◆ Supplied records
________

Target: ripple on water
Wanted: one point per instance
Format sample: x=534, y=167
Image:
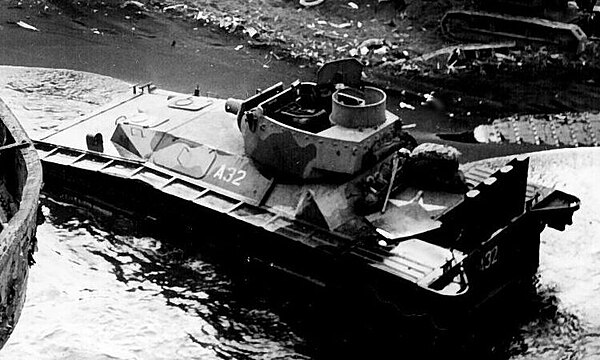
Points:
x=96, y=295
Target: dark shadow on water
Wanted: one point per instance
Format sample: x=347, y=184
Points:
x=240, y=300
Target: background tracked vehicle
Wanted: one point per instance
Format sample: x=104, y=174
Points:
x=558, y=23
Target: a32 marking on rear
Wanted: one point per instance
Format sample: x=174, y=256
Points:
x=489, y=258
x=230, y=175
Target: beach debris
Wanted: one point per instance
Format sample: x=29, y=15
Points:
x=311, y=3
x=25, y=25
x=404, y=105
x=133, y=4
x=252, y=32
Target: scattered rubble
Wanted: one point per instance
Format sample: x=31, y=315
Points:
x=25, y=25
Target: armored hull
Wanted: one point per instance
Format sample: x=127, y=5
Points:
x=317, y=181
x=20, y=182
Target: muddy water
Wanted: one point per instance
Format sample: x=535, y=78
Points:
x=106, y=291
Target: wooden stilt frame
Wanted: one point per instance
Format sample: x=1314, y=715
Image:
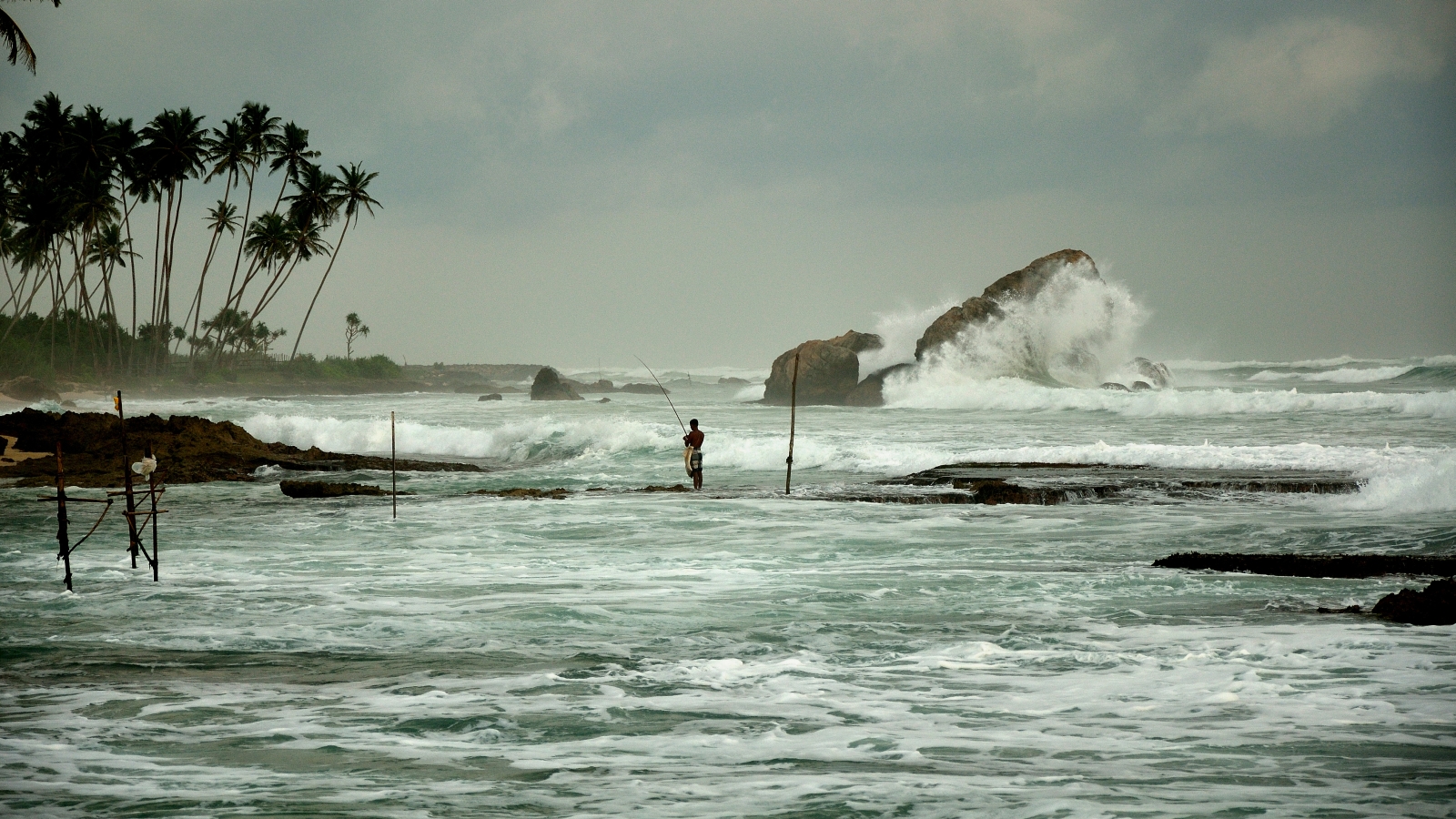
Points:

________

◆ Aim of the task
Across the whole listing above, count each line in which the string "Format" occurs; respond with that number only.

◆ Task solution
9